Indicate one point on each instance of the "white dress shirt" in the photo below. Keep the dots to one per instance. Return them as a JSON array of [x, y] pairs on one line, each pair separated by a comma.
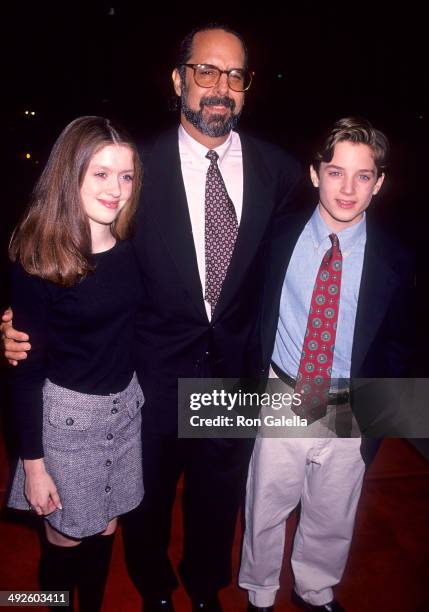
[[194, 171]]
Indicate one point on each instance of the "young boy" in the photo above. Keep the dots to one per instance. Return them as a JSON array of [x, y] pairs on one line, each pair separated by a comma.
[[340, 294]]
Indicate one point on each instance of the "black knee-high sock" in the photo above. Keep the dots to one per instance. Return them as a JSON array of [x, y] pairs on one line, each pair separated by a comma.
..........
#### Job
Rewrite the records above as a numbered list with no blank lines, and leave out the pictures.

#### Task output
1. Indicate one point on each instance of the "white dress shirt" in the photo below. Keep the dots to one per instance. Return them as a JSON array of [x, y] pairs on one line, each pair separated by a comma.
2. [[194, 171]]
3. Indicate one point on each instance of the "young boy" in the photo above. Keep the dots to one per instance. Return them as a JSON array of [x, y] pairs on one line, each pair separated by a comma.
4. [[340, 294]]
5. Indicate one point on each instance of the "black knee-high sock" in the photo above. Keep the dots to one per instance. Return them as a JSON array of [x, y] pairs on one line, each pair separated by a comma.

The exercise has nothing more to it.